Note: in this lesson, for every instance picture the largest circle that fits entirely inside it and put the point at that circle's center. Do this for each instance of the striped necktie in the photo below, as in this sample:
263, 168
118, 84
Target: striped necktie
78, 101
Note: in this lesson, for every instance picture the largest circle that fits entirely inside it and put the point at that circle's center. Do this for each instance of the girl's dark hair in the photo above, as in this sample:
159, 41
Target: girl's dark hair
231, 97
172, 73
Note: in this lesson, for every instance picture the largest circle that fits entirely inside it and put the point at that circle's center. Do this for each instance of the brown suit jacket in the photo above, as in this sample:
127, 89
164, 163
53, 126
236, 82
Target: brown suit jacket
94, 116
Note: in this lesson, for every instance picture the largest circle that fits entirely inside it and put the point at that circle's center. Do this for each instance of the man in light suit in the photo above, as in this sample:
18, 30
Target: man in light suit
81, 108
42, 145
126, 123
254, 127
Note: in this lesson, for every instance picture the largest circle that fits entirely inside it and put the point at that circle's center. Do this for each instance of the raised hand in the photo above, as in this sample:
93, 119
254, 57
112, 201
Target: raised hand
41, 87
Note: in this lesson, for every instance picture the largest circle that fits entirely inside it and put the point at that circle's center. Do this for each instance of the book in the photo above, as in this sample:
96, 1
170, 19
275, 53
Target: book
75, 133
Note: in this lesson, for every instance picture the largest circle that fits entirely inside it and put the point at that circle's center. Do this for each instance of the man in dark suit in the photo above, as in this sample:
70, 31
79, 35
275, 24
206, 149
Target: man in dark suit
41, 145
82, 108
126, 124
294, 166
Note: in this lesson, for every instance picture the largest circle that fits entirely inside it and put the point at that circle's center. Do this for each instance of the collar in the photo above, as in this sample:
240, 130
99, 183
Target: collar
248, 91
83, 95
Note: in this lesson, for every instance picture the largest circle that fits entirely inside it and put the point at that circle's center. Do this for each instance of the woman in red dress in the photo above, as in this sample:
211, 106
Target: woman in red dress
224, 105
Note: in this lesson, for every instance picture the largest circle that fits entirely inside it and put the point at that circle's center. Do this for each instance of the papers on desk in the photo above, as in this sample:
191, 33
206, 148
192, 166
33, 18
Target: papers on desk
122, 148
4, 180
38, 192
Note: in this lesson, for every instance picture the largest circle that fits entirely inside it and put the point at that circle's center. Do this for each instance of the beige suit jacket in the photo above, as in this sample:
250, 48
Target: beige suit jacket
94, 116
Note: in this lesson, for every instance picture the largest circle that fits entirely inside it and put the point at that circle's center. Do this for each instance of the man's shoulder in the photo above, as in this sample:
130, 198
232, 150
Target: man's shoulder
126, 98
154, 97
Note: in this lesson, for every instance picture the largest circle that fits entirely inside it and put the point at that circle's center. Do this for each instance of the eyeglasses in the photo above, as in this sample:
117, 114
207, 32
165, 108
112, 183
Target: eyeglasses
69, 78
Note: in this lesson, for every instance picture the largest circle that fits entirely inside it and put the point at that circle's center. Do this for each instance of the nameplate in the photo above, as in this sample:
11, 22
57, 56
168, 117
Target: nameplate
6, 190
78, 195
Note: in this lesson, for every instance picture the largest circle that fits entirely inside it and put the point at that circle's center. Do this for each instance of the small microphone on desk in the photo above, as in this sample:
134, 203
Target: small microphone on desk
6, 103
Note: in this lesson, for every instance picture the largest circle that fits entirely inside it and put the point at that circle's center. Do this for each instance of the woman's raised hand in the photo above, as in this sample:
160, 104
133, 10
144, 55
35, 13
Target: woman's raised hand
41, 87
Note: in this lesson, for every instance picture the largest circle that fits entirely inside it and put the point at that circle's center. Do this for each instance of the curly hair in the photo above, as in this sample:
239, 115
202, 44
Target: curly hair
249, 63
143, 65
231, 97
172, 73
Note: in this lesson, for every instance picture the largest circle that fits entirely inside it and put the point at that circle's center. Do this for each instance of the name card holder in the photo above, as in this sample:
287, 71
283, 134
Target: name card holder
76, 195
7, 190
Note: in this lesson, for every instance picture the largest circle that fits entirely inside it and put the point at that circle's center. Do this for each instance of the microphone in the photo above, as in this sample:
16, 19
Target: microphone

■ ■ ■ ■ ■

_EXERCISE_
Write out the material from the first line to the last, exactly.

_WORKED ANSWER_
Note: in this lesson, for every instance picture the largest circle that fits entirely inside it and put the point at that circle's center. Do this for each instance of the striped necktie in the photo below, as in this sample:
263, 168
118, 84
Target: striped necktie
78, 101
Note: in this lesson, for every instance picture the largest circle that fits entirely inside it and put the point at that circle's center. Do this for each instance of the girl's dark hair in the photo above, as in this sample:
159, 41
Target: girl's dark hair
231, 97
172, 73
Note: in this lesson, for every instance picture the largest circle that fits entirely inside it and put the point at that circle's center. Do this for each instance of the brown suit jacket in the photo above, as in this sample:
127, 89
164, 163
53, 126
236, 82
Target: brown suit jacket
94, 116
Note: in this lesson, for every instance picture the largest circle that fits entirely inside it and put the point at that circle's center. Do this for each instance of the man in light suit in the photo above, as in this sample:
18, 30
Target: man in light suit
81, 108
42, 145
126, 123
254, 127
Note: in this lesson, for every instance picture the largest circle that fits entirely inside it and put the point at that circle's center. Do this for each instance of the raised hand in the photo above, as in this sample:
93, 119
254, 57
112, 201
Target: raised hand
41, 87
Note: in this lesson, for every instance picture the largest circle that fits entirely inside it and put the point at that circle's center. Do this for each instance of the book in the photo above, as in this sample:
96, 1
170, 19
275, 53
Target: book
75, 133
Note: in this lesson, for every instance picture the largest circle that fits entirely inside it and put the point at that circle's center. Do this for each instance of the man in dark suit in the photo above, as in this sample:
70, 31
79, 35
275, 24
206, 149
Target: man in dark suit
41, 145
82, 108
126, 124
294, 166
Note: in this lesson, for every instance picture the largest circle that fits entirely inside it and put the point at that circle's center. Do this for each instance of the collar in the photo above, as in this sample:
240, 130
99, 183
Target: collar
248, 91
83, 95
Note: in this lesson, for every instance picture the largest circle that fits entirely inside it and put the point at that circle's center. Do this for each instance of the woman in red dress in the photo above, as in this sample:
211, 106
Target: woman in red dress
224, 105
Note: in this lesson, for every instance picture the largest circle that fits entirely inside it and put the point at that circle's center. Do this for each instance of the papers on desk in the photo above, as in this sample:
191, 33
206, 148
192, 166
33, 18
Target: papers on desk
122, 148
4, 180
38, 192
Note: in this lesson, for every instance picture the largest circle that fits entirely inside it and put the point at that circle's center. Do this for each instance of the beige suit jacket in the photo above, as in this sample:
250, 48
Target: beige suit jacket
94, 116
Note: in this lesson, for every instance picture the largest circle that fits entirely inside it and put the point at that circle's center. Do this for each instance of the man's shoulder in the photo above, as in this sample:
130, 198
232, 150
Target: man's shoulder
126, 98
154, 97
Note: in this lesson, for every instance picture the largest circle that fits entirely inside it and put the point at that circle's center. Do this for each instance of the eyeglasses in the photo above, as in this sample:
117, 114
207, 32
165, 108
112, 183
Target: eyeglasses
69, 78
Note: in this lesson, for every instance picture the largest circle that fits entirely inside it and put the point at that circle's center. Do this for each instance of the nameplate in the photo above, as in this sample:
11, 22
57, 56
168, 117
Target: nameplate
6, 190
78, 195
Note: in this lesson, for every instance picture the largest circle that fits entirely inside it and put the point at that circle's center. Do this for each instance of the small microphone on desk in the photo above, as in this sample:
134, 203
Target: small microphone on desk
6, 103
Note: in this lesson, for every instance picture the largest circle that fits entirely inside it and put the point at that circle's center. Do this for each instance of the woman's raised hand in the photo above, as in this sample:
160, 104
133, 10
144, 55
35, 13
Target: woman's raised hand
41, 87
Note: in this lesson, for every instance picture the largest circle that fits entirely inside it and put the point at that circle's center. Do this for each instance of the curly hair in the photo above, as in this sample:
239, 115
202, 44
Target: curly hair
249, 63
143, 65
231, 97
172, 73
Note: in this lesson, for every instance picture the largest circle that fits entirely inside it and put the point at that circle's center. Do this for each instance of the name card holder in the photo above, as in this sample:
287, 71
283, 134
Target: name card holder
76, 195
7, 190
Note: in this lesson, for every instance picture the largest circle that fits entirely inside it and put the point at that circle's center. Do this for each instance of the microphone in the photo above, as in this sample:
16, 19
Target: microphone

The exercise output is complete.